Do this — Copy the data word for word, from the line with "Could you point out the rocky hilltop" to the line with "<point>489,464</point>", both lines included.
-- Begin Information shown --
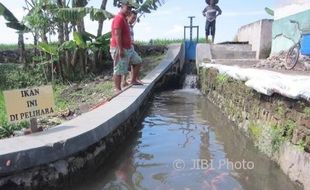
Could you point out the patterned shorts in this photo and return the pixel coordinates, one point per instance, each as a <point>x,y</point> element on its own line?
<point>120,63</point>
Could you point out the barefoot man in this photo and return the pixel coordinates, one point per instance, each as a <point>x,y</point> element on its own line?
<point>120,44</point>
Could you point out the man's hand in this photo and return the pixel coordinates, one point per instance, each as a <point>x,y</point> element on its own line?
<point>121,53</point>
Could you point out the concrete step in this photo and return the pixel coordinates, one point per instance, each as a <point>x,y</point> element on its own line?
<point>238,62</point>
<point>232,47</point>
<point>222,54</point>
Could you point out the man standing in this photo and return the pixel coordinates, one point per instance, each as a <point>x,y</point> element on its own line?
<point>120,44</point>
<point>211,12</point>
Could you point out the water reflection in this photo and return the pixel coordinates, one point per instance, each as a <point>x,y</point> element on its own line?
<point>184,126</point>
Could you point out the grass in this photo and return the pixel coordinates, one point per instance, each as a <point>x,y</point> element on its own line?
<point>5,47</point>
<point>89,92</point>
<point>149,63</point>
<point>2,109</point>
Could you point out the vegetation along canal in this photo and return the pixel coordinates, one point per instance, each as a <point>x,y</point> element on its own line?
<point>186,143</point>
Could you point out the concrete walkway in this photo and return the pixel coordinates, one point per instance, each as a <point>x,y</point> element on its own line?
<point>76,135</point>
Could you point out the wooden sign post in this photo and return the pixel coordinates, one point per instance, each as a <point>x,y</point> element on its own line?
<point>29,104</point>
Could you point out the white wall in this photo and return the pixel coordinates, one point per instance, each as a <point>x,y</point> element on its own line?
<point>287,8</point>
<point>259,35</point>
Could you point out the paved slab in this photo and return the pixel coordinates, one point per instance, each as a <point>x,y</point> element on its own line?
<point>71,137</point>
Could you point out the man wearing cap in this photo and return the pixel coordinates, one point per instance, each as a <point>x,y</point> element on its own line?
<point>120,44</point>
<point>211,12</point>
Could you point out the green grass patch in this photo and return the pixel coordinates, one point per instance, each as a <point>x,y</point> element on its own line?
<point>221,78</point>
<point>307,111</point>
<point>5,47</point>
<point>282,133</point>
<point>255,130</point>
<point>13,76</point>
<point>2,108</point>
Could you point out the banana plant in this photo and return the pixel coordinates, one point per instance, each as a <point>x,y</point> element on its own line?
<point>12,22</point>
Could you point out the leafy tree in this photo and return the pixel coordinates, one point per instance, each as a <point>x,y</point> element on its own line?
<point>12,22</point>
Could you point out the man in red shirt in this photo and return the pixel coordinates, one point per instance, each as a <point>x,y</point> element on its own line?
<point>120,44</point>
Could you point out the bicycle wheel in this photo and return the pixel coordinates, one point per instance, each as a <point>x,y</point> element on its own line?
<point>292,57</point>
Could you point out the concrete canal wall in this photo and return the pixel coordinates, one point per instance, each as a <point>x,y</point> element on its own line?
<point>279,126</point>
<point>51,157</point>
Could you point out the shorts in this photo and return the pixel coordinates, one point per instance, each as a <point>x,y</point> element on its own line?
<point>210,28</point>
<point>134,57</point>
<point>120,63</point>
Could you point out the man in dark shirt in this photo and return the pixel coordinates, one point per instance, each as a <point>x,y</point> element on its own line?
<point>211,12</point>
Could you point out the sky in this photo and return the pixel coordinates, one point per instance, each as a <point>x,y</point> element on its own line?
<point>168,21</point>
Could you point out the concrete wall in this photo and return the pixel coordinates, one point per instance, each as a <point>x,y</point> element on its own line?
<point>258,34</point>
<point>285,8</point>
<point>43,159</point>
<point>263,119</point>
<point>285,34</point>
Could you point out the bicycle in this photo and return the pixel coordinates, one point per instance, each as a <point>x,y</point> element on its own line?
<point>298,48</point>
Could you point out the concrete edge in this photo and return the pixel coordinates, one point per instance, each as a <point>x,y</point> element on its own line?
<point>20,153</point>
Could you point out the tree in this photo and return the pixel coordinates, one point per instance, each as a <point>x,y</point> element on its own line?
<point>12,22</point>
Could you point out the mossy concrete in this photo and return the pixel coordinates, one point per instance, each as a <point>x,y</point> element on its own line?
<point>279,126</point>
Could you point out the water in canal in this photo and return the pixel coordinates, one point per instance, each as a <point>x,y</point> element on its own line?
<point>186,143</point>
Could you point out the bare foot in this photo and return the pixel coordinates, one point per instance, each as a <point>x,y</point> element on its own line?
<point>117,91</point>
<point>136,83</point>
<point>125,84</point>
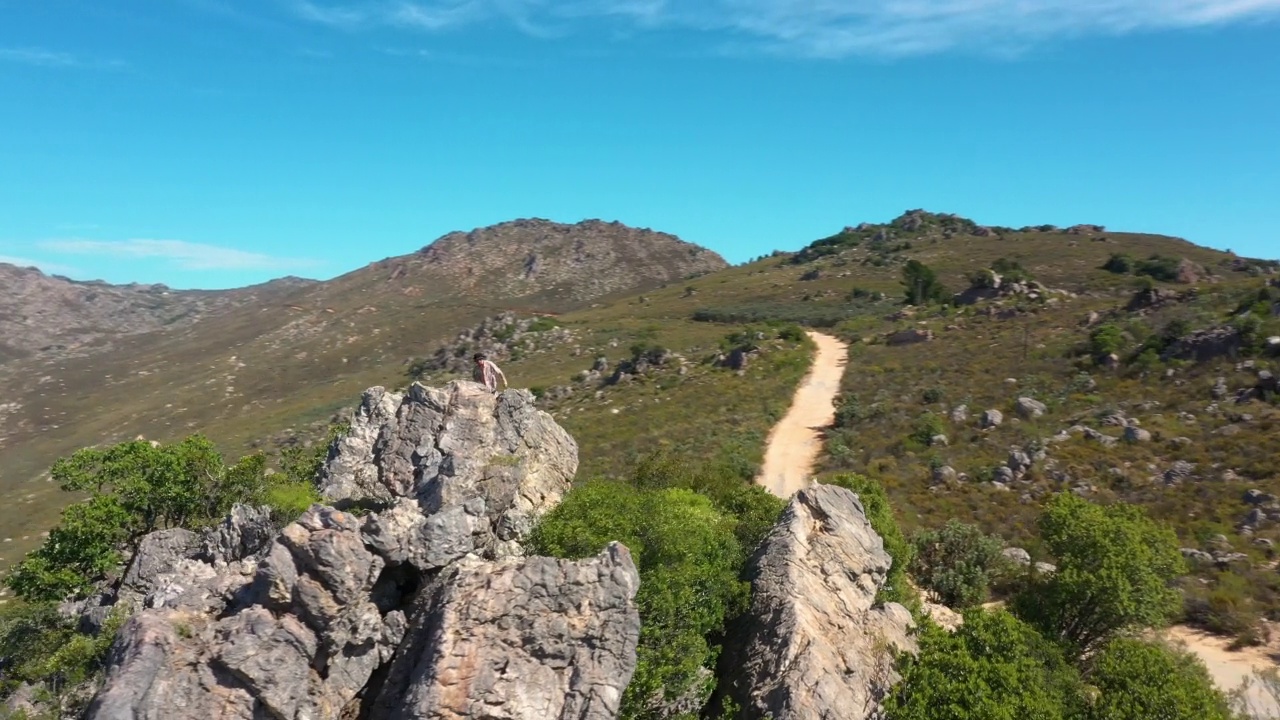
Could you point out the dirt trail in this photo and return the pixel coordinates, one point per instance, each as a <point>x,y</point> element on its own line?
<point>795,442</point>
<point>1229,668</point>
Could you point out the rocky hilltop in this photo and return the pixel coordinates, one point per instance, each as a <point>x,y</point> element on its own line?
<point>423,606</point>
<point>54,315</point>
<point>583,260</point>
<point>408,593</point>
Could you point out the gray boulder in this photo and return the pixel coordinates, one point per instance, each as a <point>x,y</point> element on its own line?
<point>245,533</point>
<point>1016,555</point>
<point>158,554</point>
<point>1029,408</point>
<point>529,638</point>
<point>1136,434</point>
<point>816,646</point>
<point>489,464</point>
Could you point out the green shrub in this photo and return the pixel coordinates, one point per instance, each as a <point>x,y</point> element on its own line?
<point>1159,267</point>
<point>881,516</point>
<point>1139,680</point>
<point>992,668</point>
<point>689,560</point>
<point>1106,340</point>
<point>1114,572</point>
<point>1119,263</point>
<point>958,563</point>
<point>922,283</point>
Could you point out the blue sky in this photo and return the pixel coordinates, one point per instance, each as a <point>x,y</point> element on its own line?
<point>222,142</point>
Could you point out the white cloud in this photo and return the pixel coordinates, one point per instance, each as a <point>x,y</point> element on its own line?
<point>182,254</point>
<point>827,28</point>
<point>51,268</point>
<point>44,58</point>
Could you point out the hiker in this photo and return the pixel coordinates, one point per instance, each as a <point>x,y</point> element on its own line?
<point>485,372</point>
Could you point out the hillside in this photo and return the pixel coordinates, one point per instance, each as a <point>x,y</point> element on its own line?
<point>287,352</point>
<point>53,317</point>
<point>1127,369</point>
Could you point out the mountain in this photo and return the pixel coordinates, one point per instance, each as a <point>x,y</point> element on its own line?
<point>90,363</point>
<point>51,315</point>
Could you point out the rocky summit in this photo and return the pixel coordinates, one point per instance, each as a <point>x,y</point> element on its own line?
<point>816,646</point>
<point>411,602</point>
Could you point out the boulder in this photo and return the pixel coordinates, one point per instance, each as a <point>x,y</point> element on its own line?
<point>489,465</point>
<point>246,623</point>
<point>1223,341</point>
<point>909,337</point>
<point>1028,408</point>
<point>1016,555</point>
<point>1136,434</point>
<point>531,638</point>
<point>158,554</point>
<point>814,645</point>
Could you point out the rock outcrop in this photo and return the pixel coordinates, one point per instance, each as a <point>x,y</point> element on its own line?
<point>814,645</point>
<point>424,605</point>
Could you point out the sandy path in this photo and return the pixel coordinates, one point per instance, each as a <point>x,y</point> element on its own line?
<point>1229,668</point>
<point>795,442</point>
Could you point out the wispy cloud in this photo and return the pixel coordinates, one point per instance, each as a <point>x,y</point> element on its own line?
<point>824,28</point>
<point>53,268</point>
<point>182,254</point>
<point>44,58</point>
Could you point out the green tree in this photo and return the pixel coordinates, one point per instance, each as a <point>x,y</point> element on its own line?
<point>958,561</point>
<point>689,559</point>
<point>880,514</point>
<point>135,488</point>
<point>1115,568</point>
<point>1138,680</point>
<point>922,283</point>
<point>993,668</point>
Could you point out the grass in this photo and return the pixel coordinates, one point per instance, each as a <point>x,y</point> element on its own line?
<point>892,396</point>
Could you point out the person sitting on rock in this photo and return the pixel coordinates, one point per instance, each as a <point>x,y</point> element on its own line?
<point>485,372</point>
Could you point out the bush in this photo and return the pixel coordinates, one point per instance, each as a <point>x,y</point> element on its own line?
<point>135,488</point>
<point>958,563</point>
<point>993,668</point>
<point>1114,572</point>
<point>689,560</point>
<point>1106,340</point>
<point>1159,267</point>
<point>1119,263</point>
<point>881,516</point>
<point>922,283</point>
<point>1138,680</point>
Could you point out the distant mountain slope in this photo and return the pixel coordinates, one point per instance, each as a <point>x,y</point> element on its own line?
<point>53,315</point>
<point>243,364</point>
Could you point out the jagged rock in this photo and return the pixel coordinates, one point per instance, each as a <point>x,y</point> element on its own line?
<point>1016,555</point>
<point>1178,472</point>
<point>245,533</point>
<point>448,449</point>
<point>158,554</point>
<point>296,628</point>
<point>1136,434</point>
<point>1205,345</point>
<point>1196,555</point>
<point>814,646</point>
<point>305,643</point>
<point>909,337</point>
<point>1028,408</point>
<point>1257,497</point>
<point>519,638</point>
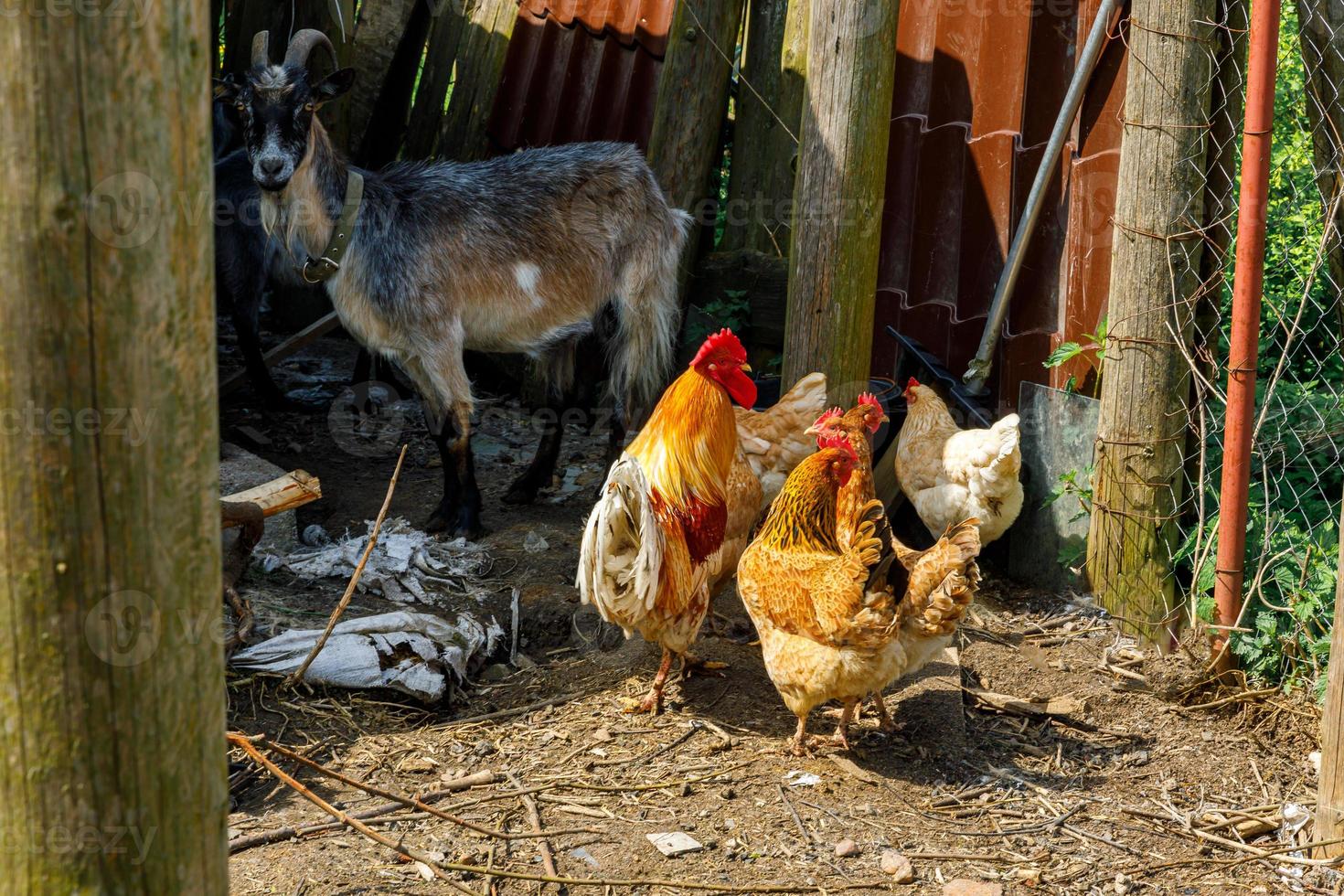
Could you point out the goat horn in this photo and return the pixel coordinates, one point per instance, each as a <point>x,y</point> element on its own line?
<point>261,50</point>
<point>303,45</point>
-- End Information shown --
Exercise result —
Could you point out the rocky hilltop in this photo and return the pixel coordinates, one point per instance, each as a <point>x,y</point> element on its own line?
<point>423,606</point>
<point>54,315</point>
<point>583,260</point>
<point>408,593</point>
Could you point out the gray boulder in this photo and return the pixel coordinates, one point per instance, each as a <point>x,y</point> element on its own line?
<point>245,533</point>
<point>1016,555</point>
<point>158,554</point>
<point>1029,408</point>
<point>529,638</point>
<point>1136,434</point>
<point>816,646</point>
<point>489,464</point>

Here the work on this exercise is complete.